Brief:
Extend the news article on Yao Shunyu's move from Anthropic to Google DeepMind, picking up after its final sentence.

Selected extract:
========================================================================
A leading figure in artificial intelligence research has made a big leap from Anthropic to Google DeepMind, and the story behind it is raising eyebrows across the tech world.
Yao Shunyu, a prominent Chinese scientist with a background from Stanford and Tsinghua University, left Anthropic after less than a year, highlighting his concerns over its increasingly harsh stance toward China.
He explained in a personal note that he could not ignore his “strong opposition” to Anthropic’s recent decision to bar any Chinese company subsidiaries from using its technology, tagging China as an “adversarial nation” in the process.
For Yao, the climate grew untenable. “Although, to be clear, I believe most of the people at Anthropic disagree with such a [characterisation], I don’t think there is a way for me to stay,” he shared.
His exit comes amid escalating rhetoric by US artificial intelligence companies against Chinese competitors, with Anthropic’s approach echoing Trump-era policy.
At the same time, organizations like OpenAI and Meta have increased scrutiny of Chinese involvement in artificial intelligence and cast a wary eye at rivals based in Beijing and Hangzhou.
Google DeepMind’s Approach and Yao’s Arrival
In sharp contrast, Google DeepMind has signaled a willingness to pursue constructive engagement between the US and China on AI safety, a stance reflected by CEO Demis Hassabis.
Yao now joins DeepMind as a senior research scientist on the key Gemini team, working at the heart of the company’s most ambitious models.
========================================================================
Collected data
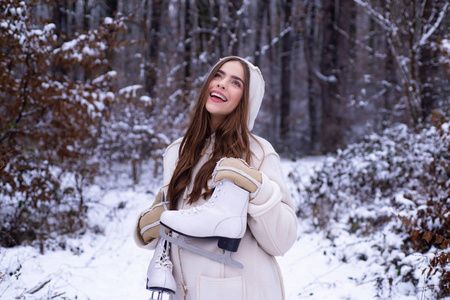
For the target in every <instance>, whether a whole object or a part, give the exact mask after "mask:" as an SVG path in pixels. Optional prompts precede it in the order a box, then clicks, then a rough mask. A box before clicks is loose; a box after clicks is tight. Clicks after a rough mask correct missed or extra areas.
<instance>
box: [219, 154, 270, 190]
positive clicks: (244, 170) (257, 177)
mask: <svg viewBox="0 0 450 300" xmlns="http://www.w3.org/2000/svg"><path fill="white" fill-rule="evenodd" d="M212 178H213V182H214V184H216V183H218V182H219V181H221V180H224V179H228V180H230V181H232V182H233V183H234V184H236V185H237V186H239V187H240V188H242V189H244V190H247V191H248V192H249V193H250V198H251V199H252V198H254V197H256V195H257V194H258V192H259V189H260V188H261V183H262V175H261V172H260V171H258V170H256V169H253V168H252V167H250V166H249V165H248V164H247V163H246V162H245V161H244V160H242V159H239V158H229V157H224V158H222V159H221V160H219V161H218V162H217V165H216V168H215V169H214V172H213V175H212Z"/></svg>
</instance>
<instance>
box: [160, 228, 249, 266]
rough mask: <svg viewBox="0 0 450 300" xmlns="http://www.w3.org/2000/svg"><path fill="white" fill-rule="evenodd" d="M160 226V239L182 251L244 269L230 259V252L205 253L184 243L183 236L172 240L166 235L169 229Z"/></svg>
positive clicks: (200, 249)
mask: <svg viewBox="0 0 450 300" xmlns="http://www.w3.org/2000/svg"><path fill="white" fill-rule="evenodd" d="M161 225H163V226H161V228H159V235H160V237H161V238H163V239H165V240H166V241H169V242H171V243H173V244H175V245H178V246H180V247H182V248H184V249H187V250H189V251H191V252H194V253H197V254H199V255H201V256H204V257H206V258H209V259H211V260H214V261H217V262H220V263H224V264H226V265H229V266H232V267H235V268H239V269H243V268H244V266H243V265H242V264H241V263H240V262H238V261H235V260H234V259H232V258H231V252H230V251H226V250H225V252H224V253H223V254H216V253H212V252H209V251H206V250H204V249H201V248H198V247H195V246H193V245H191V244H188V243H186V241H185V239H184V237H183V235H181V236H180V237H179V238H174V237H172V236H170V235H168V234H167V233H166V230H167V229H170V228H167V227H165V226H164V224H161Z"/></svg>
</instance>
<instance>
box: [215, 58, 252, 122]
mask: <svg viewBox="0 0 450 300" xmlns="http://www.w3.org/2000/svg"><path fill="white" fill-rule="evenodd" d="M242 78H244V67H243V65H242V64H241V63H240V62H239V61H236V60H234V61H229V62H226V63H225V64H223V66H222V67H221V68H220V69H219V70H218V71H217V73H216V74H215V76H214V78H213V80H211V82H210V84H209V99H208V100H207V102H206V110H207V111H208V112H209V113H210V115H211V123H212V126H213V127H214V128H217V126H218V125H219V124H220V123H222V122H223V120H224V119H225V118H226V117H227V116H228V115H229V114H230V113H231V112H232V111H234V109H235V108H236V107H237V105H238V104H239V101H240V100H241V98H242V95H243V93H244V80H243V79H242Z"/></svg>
========================================================================
Output of the exercise:
His resume is hard to overlook, ranging from the Yeh Chi Sun prize at Tsinghua to a doctoral degree at Stanford and postdoctoral work at Berkeley, before guiding the release of Anthropic’s Claude 3.7 Sonnet model.
He noted that the world of artificial intelligence advances far faster than academic physics, admitting, “Looking back, I am surprised by how much has happened in the past year.”
Many in the field are watching closely, as MacroPolo’s study previously showed over a third of top artificial intelligence researchers in the US actually hail from China.
Recent departures and high profile recruitments at Meta and Tencent underscore how international the artificial intelligence talent pool remains, despite the growing divide in rhetoric.
A former OpenAI staffer, asking not to be named, confessed that some researchers felt “uneasiness” over the tone taken toward China by leaders at their organizations.
For now, Yao is already embedded in the Gemini team, bringing his expertise and a unique perspective to DeepMind’s ambitious artificial intelligence mission.